## WHAT TO PRODUCE
An exact copy of every record is needed.

begin

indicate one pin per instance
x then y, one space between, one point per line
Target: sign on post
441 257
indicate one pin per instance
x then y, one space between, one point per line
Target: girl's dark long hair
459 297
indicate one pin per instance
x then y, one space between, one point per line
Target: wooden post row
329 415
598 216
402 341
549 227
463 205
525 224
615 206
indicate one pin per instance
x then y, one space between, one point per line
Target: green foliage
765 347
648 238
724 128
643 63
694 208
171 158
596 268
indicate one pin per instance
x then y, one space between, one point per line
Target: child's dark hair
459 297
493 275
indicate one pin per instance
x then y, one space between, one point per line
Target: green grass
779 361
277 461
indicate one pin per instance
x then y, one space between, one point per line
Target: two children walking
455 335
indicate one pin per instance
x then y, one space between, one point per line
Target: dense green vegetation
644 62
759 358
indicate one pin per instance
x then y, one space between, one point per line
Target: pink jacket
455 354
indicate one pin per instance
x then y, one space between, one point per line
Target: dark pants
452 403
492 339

end

## TASK RESULT
indicate one pin per instance
x then y, one space between, one point per line
Target: sign on post
441 257
indicate one pin per instance
x then y, one space between, one point per line
Target: girl's dark long hair
459 297
indicate one pin per instance
x then y, one space between, one point per line
Target: wooden post row
329 415
598 216
402 341
549 227
463 205
525 224
615 206
indicate one pin per instance
x then y, one space between, one point per line
Target: green foliage
765 347
648 238
724 128
643 63
694 208
171 158
596 268
indicate one pin per instance
x then y, one space between, one point per line
Target: child's dark hair
459 297
493 275
indicate one pin per instance
x then y, one space between, one point per line
Target: green grass
779 361
277 461
indicate one pin per instance
x then y, one space between, one point per line
Target: two children walking
455 335
indicate one pin per instance
x then y, one space between, one point per line
Target: dense green vegetation
644 62
759 358
indicate one pin per instance
x then y, one space between, one point per line
Target: pink jacket
455 354
indicate one pin per instance
x then y, one space between, one point per line
Target: dark pants
452 403
492 339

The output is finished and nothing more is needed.